__Your goal__. Exactly reproduce the line that contains "Exercise. Put one point on each instance of the stone wall" and all lines after it in the entries below, through the very last line.

[Region pointing data]
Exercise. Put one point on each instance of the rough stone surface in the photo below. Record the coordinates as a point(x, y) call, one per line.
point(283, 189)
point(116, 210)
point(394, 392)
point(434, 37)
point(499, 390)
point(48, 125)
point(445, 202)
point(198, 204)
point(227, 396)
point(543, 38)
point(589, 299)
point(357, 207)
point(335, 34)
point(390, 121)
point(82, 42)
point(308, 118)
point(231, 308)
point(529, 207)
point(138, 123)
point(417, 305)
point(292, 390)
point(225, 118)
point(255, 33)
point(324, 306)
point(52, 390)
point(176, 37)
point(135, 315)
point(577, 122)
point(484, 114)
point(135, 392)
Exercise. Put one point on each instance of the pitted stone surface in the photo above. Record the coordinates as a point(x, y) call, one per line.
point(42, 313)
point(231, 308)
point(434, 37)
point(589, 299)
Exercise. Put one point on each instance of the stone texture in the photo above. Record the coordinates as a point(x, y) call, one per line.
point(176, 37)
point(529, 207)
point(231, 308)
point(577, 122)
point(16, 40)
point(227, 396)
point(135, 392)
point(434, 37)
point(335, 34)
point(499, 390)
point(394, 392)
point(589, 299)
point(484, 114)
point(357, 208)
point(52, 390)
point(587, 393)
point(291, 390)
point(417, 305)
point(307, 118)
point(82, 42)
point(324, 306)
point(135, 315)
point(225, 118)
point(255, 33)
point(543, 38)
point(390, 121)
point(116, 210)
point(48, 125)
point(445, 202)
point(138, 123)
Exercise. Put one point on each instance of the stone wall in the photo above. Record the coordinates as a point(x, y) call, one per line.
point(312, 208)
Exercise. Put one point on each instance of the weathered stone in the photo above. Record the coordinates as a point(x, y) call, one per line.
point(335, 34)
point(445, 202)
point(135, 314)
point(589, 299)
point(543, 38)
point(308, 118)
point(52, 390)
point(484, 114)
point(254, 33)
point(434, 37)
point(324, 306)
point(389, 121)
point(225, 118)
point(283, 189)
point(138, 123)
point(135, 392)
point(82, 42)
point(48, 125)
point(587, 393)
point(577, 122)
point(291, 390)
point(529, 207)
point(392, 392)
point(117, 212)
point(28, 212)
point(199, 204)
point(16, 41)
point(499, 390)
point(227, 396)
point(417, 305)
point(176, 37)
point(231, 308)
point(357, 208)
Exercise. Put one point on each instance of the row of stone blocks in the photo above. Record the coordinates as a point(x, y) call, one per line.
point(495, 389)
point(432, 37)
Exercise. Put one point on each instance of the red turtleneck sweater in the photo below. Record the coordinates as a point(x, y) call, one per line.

__Result__.
Exercise. Put one point on each instance of the stone wall in the photo above. Record the coordinates as a point(x, y) call, one per line.
point(312, 208)
Exercise. Put one point on each instance of the weathered stone in the photo above. Record the coordinates as a point(x, y) call, one per line.
point(335, 34)
point(445, 202)
point(135, 314)
point(589, 299)
point(543, 38)
point(308, 118)
point(52, 390)
point(484, 114)
point(254, 33)
point(434, 37)
point(324, 306)
point(389, 121)
point(225, 118)
point(283, 189)
point(138, 123)
point(135, 392)
point(82, 42)
point(48, 125)
point(587, 393)
point(577, 122)
point(291, 390)
point(529, 207)
point(392, 392)
point(117, 212)
point(28, 212)
point(199, 204)
point(16, 41)
point(499, 390)
point(227, 396)
point(417, 305)
point(176, 37)
point(231, 308)
point(357, 208)
Exercise. Put one point on each instance of the row of stone blocks in the photo above. Record the coordinates as a point(x, y) call, one per line.
point(495, 389)
point(432, 37)
Exercise. Put one point on each instance of the red turtleneck sweater in the photo below. Record the coordinates as a point(x, y) call, one per line.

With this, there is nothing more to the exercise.